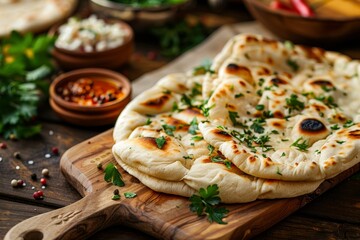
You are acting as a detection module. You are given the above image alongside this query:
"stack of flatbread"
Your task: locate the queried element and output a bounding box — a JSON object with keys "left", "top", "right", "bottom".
{"left": 0, "top": 0, "right": 77, "bottom": 37}
{"left": 113, "top": 34, "right": 360, "bottom": 203}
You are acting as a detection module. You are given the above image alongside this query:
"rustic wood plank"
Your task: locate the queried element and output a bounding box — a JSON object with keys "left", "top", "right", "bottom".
{"left": 5, "top": 129, "right": 355, "bottom": 240}
{"left": 255, "top": 215, "right": 360, "bottom": 240}
{"left": 0, "top": 122, "right": 102, "bottom": 207}
{"left": 299, "top": 179, "right": 360, "bottom": 224}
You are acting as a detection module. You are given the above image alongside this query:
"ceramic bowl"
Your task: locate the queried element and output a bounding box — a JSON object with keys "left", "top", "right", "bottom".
{"left": 90, "top": 0, "right": 192, "bottom": 30}
{"left": 49, "top": 18, "right": 134, "bottom": 70}
{"left": 49, "top": 68, "right": 131, "bottom": 126}
{"left": 243, "top": 0, "right": 360, "bottom": 46}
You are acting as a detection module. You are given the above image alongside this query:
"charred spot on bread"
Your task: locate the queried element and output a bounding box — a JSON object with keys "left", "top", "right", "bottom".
{"left": 142, "top": 95, "right": 170, "bottom": 108}
{"left": 225, "top": 64, "right": 253, "bottom": 84}
{"left": 270, "top": 77, "right": 288, "bottom": 85}
{"left": 299, "top": 118, "right": 327, "bottom": 134}
{"left": 348, "top": 129, "right": 360, "bottom": 139}
{"left": 182, "top": 108, "right": 203, "bottom": 117}
{"left": 310, "top": 79, "right": 334, "bottom": 88}
{"left": 212, "top": 129, "right": 232, "bottom": 140}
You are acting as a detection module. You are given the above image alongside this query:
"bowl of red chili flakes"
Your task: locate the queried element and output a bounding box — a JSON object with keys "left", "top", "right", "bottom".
{"left": 49, "top": 68, "right": 131, "bottom": 126}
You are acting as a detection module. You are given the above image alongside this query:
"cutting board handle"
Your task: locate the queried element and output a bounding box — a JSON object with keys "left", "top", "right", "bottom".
{"left": 4, "top": 188, "right": 120, "bottom": 240}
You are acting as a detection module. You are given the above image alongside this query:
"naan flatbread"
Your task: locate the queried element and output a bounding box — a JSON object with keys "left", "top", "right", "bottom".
{"left": 113, "top": 34, "right": 360, "bottom": 203}
{"left": 0, "top": 0, "right": 77, "bottom": 37}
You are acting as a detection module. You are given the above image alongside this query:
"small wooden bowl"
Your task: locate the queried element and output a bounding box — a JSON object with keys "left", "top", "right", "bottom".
{"left": 243, "top": 0, "right": 360, "bottom": 46}
{"left": 50, "top": 18, "right": 134, "bottom": 70}
{"left": 49, "top": 68, "right": 131, "bottom": 126}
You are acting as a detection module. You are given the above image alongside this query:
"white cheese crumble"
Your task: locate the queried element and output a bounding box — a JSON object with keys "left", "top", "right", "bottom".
{"left": 55, "top": 15, "right": 129, "bottom": 52}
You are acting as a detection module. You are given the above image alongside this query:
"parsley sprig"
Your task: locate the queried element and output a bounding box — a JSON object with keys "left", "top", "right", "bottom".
{"left": 189, "top": 184, "right": 229, "bottom": 224}
{"left": 104, "top": 163, "right": 125, "bottom": 187}
{"left": 291, "top": 138, "right": 309, "bottom": 151}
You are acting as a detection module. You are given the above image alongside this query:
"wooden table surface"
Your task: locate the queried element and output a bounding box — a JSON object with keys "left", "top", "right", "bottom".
{"left": 1, "top": 1, "right": 360, "bottom": 239}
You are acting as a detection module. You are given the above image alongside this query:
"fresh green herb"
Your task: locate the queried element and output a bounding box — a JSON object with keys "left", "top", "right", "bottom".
{"left": 315, "top": 95, "right": 338, "bottom": 108}
{"left": 286, "top": 94, "right": 305, "bottom": 113}
{"left": 263, "top": 110, "right": 274, "bottom": 118}
{"left": 291, "top": 138, "right": 309, "bottom": 151}
{"left": 330, "top": 124, "right": 340, "bottom": 130}
{"left": 255, "top": 104, "right": 265, "bottom": 111}
{"left": 281, "top": 152, "right": 286, "bottom": 157}
{"left": 207, "top": 144, "right": 215, "bottom": 155}
{"left": 181, "top": 94, "right": 192, "bottom": 107}
{"left": 155, "top": 136, "right": 167, "bottom": 149}
{"left": 112, "top": 194, "right": 121, "bottom": 200}
{"left": 276, "top": 167, "right": 283, "bottom": 176}
{"left": 104, "top": 163, "right": 125, "bottom": 187}
{"left": 145, "top": 118, "right": 152, "bottom": 125}
{"left": 284, "top": 40, "right": 294, "bottom": 50}
{"left": 189, "top": 117, "right": 198, "bottom": 135}
{"left": 336, "top": 140, "right": 345, "bottom": 144}
{"left": 191, "top": 135, "right": 203, "bottom": 141}
{"left": 189, "top": 184, "right": 229, "bottom": 224}
{"left": 0, "top": 31, "right": 55, "bottom": 139}
{"left": 254, "top": 134, "right": 273, "bottom": 152}
{"left": 250, "top": 118, "right": 265, "bottom": 134}
{"left": 256, "top": 89, "right": 263, "bottom": 97}
{"left": 201, "top": 102, "right": 213, "bottom": 117}
{"left": 162, "top": 124, "right": 176, "bottom": 136}
{"left": 151, "top": 20, "right": 212, "bottom": 57}
{"left": 228, "top": 111, "right": 240, "bottom": 126}
{"left": 315, "top": 149, "right": 321, "bottom": 154}
{"left": 234, "top": 93, "right": 244, "bottom": 98}
{"left": 172, "top": 101, "right": 179, "bottom": 112}
{"left": 210, "top": 156, "right": 232, "bottom": 169}
{"left": 343, "top": 120, "right": 355, "bottom": 128}
{"left": 124, "top": 192, "right": 137, "bottom": 198}
{"left": 162, "top": 89, "right": 171, "bottom": 94}
{"left": 286, "top": 59, "right": 299, "bottom": 72}
{"left": 258, "top": 78, "right": 265, "bottom": 87}
{"left": 190, "top": 82, "right": 202, "bottom": 97}
{"left": 321, "top": 85, "right": 336, "bottom": 92}
{"left": 183, "top": 155, "right": 194, "bottom": 160}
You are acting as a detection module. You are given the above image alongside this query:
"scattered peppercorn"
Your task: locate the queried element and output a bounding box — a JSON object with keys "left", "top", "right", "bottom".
{"left": 31, "top": 173, "right": 37, "bottom": 181}
{"left": 0, "top": 142, "right": 7, "bottom": 149}
{"left": 33, "top": 190, "right": 44, "bottom": 200}
{"left": 13, "top": 152, "right": 21, "bottom": 159}
{"left": 113, "top": 189, "right": 119, "bottom": 195}
{"left": 42, "top": 168, "right": 49, "bottom": 177}
{"left": 97, "top": 162, "right": 103, "bottom": 170}
{"left": 51, "top": 147, "right": 59, "bottom": 155}
{"left": 11, "top": 179, "right": 18, "bottom": 187}
{"left": 40, "top": 178, "right": 47, "bottom": 186}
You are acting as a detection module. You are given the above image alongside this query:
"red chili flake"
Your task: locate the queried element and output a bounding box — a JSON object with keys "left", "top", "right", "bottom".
{"left": 0, "top": 142, "right": 7, "bottom": 149}
{"left": 51, "top": 147, "right": 59, "bottom": 155}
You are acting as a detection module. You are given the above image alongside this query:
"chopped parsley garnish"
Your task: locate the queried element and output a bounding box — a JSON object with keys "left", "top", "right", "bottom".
{"left": 256, "top": 89, "right": 263, "bottom": 97}
{"left": 343, "top": 120, "right": 355, "bottom": 128}
{"left": 210, "top": 156, "right": 232, "bottom": 169}
{"left": 191, "top": 136, "right": 203, "bottom": 141}
{"left": 172, "top": 102, "right": 179, "bottom": 112}
{"left": 286, "top": 59, "right": 299, "bottom": 72}
{"left": 250, "top": 118, "right": 265, "bottom": 134}
{"left": 162, "top": 89, "right": 171, "bottom": 94}
{"left": 321, "top": 85, "right": 336, "bottom": 92}
{"left": 281, "top": 152, "right": 286, "bottom": 157}
{"left": 255, "top": 104, "right": 265, "bottom": 111}
{"left": 258, "top": 78, "right": 265, "bottom": 87}
{"left": 207, "top": 144, "right": 215, "bottom": 155}
{"left": 181, "top": 94, "right": 192, "bottom": 107}
{"left": 228, "top": 111, "right": 240, "bottom": 126}
{"left": 263, "top": 110, "right": 274, "bottom": 118}
{"left": 155, "top": 136, "right": 166, "bottom": 149}
{"left": 189, "top": 184, "right": 229, "bottom": 224}
{"left": 315, "top": 95, "right": 338, "bottom": 108}
{"left": 291, "top": 138, "right": 309, "bottom": 151}
{"left": 193, "top": 63, "right": 215, "bottom": 76}
{"left": 104, "top": 163, "right": 125, "bottom": 187}
{"left": 183, "top": 155, "right": 194, "bottom": 160}
{"left": 235, "top": 93, "right": 244, "bottom": 98}
{"left": 162, "top": 124, "right": 176, "bottom": 136}
{"left": 190, "top": 82, "right": 202, "bottom": 97}
{"left": 285, "top": 94, "right": 305, "bottom": 113}
{"left": 124, "top": 192, "right": 137, "bottom": 199}
{"left": 336, "top": 140, "right": 345, "bottom": 144}
{"left": 330, "top": 124, "right": 340, "bottom": 130}
{"left": 276, "top": 167, "right": 283, "bottom": 176}
{"left": 189, "top": 117, "right": 199, "bottom": 135}
{"left": 145, "top": 118, "right": 152, "bottom": 125}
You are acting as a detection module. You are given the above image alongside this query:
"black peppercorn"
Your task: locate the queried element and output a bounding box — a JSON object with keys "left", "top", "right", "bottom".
{"left": 31, "top": 173, "right": 37, "bottom": 181}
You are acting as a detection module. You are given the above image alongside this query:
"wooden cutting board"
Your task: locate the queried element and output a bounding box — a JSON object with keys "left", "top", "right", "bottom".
{"left": 5, "top": 129, "right": 360, "bottom": 240}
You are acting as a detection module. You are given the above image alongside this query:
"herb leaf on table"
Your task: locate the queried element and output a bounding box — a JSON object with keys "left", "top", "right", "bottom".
{"left": 189, "top": 184, "right": 229, "bottom": 224}
{"left": 104, "top": 163, "right": 125, "bottom": 187}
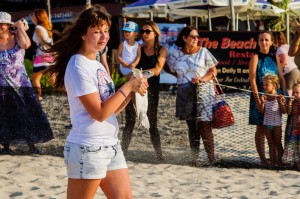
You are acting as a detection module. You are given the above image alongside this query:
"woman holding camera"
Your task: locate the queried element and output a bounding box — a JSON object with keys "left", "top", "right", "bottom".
{"left": 32, "top": 9, "right": 55, "bottom": 100}
{"left": 0, "top": 11, "right": 53, "bottom": 154}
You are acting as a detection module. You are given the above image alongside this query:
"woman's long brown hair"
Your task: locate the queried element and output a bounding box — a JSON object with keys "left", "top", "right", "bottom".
{"left": 143, "top": 21, "right": 162, "bottom": 68}
{"left": 45, "top": 5, "right": 111, "bottom": 89}
{"left": 33, "top": 9, "right": 53, "bottom": 38}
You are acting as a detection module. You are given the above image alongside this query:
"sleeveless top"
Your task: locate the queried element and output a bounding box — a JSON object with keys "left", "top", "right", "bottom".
{"left": 32, "top": 25, "right": 53, "bottom": 56}
{"left": 136, "top": 46, "right": 161, "bottom": 87}
{"left": 263, "top": 98, "right": 282, "bottom": 127}
{"left": 120, "top": 40, "right": 139, "bottom": 75}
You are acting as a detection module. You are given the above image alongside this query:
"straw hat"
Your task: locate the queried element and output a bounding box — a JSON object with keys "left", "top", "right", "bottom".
{"left": 0, "top": 12, "right": 14, "bottom": 25}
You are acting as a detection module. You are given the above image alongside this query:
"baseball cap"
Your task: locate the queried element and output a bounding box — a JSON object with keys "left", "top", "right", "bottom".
{"left": 122, "top": 21, "right": 138, "bottom": 32}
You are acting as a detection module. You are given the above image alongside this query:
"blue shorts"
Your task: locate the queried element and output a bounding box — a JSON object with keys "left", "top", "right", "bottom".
{"left": 63, "top": 141, "right": 127, "bottom": 179}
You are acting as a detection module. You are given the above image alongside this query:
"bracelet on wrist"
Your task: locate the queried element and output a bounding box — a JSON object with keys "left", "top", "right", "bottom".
{"left": 118, "top": 88, "right": 127, "bottom": 98}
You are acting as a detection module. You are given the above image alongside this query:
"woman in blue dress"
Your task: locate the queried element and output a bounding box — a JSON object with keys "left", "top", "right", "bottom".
{"left": 249, "top": 31, "right": 286, "bottom": 165}
{"left": 0, "top": 12, "right": 53, "bottom": 153}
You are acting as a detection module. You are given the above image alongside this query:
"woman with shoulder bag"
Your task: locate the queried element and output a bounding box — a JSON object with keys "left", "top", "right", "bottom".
{"left": 32, "top": 9, "right": 55, "bottom": 101}
{"left": 166, "top": 26, "right": 218, "bottom": 165}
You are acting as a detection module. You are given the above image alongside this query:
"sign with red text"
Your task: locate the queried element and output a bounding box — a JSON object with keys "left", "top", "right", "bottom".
{"left": 199, "top": 31, "right": 260, "bottom": 92}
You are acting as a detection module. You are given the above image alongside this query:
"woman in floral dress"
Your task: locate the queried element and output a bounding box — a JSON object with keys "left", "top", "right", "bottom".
{"left": 0, "top": 12, "right": 53, "bottom": 153}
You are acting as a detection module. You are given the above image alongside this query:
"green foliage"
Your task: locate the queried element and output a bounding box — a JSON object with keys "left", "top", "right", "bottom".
{"left": 111, "top": 70, "right": 127, "bottom": 90}
{"left": 24, "top": 59, "right": 33, "bottom": 78}
{"left": 264, "top": 0, "right": 290, "bottom": 31}
{"left": 24, "top": 58, "right": 53, "bottom": 92}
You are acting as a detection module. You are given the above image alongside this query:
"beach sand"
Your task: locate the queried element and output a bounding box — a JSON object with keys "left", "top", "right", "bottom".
{"left": 0, "top": 91, "right": 299, "bottom": 198}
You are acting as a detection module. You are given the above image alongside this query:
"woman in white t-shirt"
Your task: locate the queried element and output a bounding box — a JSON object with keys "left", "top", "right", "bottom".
{"left": 32, "top": 9, "right": 55, "bottom": 100}
{"left": 45, "top": 5, "right": 148, "bottom": 198}
{"left": 167, "top": 26, "right": 218, "bottom": 165}
{"left": 274, "top": 32, "right": 300, "bottom": 96}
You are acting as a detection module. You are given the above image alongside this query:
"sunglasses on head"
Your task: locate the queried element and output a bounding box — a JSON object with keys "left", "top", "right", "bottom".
{"left": 189, "top": 35, "right": 200, "bottom": 40}
{"left": 140, "top": 29, "right": 153, "bottom": 34}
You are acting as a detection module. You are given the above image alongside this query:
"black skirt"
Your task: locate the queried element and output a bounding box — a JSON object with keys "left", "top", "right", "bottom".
{"left": 0, "top": 86, "right": 53, "bottom": 144}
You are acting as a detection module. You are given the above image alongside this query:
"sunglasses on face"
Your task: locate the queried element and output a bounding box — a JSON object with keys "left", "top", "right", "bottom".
{"left": 189, "top": 35, "right": 200, "bottom": 40}
{"left": 140, "top": 29, "right": 153, "bottom": 35}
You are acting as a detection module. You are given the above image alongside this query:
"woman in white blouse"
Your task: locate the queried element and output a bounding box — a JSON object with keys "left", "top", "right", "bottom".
{"left": 167, "top": 26, "right": 218, "bottom": 165}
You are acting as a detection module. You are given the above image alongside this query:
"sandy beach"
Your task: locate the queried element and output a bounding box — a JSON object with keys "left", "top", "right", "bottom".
{"left": 1, "top": 91, "right": 300, "bottom": 198}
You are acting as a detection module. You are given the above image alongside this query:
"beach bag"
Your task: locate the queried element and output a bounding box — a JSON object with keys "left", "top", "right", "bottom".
{"left": 212, "top": 75, "right": 234, "bottom": 129}
{"left": 33, "top": 53, "right": 54, "bottom": 66}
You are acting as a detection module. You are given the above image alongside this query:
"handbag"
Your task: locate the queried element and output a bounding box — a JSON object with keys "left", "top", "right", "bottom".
{"left": 33, "top": 53, "right": 55, "bottom": 67}
{"left": 211, "top": 74, "right": 234, "bottom": 128}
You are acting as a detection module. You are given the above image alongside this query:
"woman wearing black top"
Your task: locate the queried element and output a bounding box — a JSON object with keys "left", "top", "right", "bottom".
{"left": 121, "top": 21, "right": 167, "bottom": 162}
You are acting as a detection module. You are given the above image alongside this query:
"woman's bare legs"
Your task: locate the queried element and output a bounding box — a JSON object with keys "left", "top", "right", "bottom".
{"left": 67, "top": 179, "right": 101, "bottom": 199}
{"left": 101, "top": 169, "right": 132, "bottom": 199}
{"left": 32, "top": 71, "right": 43, "bottom": 100}
{"left": 186, "top": 120, "right": 200, "bottom": 163}
{"left": 48, "top": 73, "right": 56, "bottom": 86}
{"left": 255, "top": 125, "right": 267, "bottom": 165}
{"left": 67, "top": 169, "right": 132, "bottom": 199}
{"left": 198, "top": 121, "right": 215, "bottom": 163}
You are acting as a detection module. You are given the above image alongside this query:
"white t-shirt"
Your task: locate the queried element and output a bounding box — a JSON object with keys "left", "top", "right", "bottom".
{"left": 120, "top": 40, "right": 139, "bottom": 75}
{"left": 276, "top": 44, "right": 298, "bottom": 75}
{"left": 64, "top": 54, "right": 119, "bottom": 146}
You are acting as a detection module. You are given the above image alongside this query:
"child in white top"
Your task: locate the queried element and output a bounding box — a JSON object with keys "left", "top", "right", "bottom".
{"left": 257, "top": 74, "right": 286, "bottom": 166}
{"left": 117, "top": 21, "right": 141, "bottom": 76}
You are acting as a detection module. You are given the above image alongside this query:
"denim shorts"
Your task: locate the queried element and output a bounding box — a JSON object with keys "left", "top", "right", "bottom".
{"left": 63, "top": 141, "right": 127, "bottom": 179}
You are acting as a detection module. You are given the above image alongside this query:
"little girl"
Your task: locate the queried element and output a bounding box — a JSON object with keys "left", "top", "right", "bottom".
{"left": 283, "top": 82, "right": 300, "bottom": 168}
{"left": 117, "top": 21, "right": 141, "bottom": 76}
{"left": 257, "top": 74, "right": 286, "bottom": 166}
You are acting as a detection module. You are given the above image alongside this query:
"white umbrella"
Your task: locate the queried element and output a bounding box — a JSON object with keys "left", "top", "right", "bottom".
{"left": 167, "top": 0, "right": 256, "bottom": 30}
{"left": 123, "top": 0, "right": 175, "bottom": 21}
{"left": 251, "top": 0, "right": 286, "bottom": 17}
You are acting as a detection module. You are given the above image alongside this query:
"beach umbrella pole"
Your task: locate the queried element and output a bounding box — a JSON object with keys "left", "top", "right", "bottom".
{"left": 286, "top": 12, "right": 290, "bottom": 44}
{"left": 47, "top": 0, "right": 51, "bottom": 23}
{"left": 208, "top": 8, "right": 212, "bottom": 31}
{"left": 230, "top": 0, "right": 235, "bottom": 30}
{"left": 247, "top": 14, "right": 250, "bottom": 31}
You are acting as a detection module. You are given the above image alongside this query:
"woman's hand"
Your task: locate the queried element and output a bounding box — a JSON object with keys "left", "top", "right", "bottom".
{"left": 260, "top": 95, "right": 266, "bottom": 104}
{"left": 289, "top": 96, "right": 295, "bottom": 105}
{"left": 126, "top": 72, "right": 133, "bottom": 81}
{"left": 191, "top": 76, "right": 203, "bottom": 84}
{"left": 14, "top": 19, "right": 26, "bottom": 31}
{"left": 128, "top": 76, "right": 148, "bottom": 96}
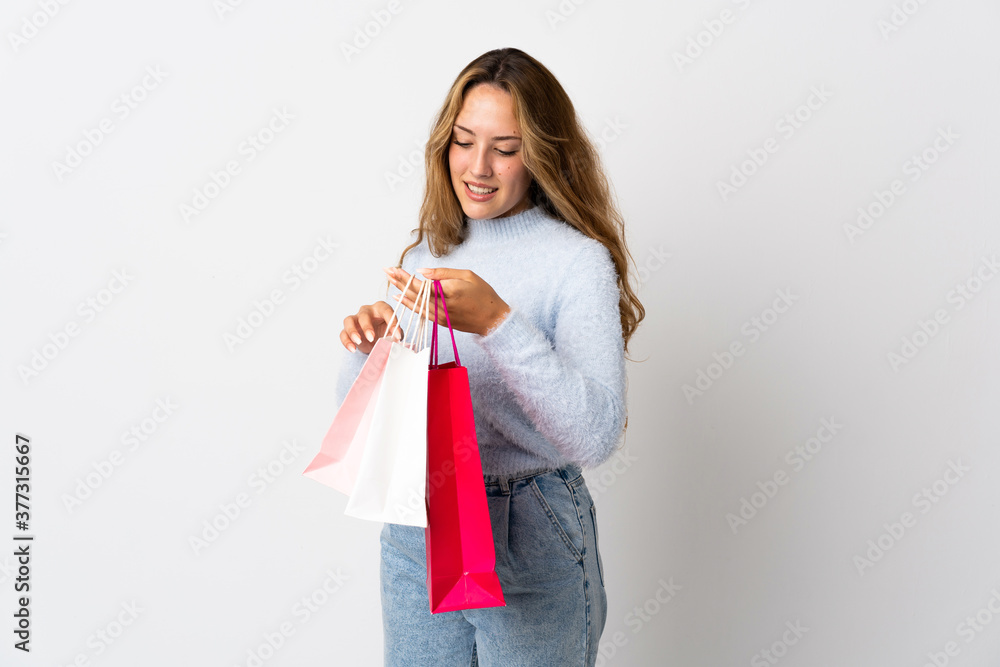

-------------------------

◆ **PROBLEM REQUIREMENTS**: If a line of the listing above contains "umbrella", pick it out and copy it.

◆ **WRITTEN RESPONSE**:
"white umbrella"
"beach umbrella pole"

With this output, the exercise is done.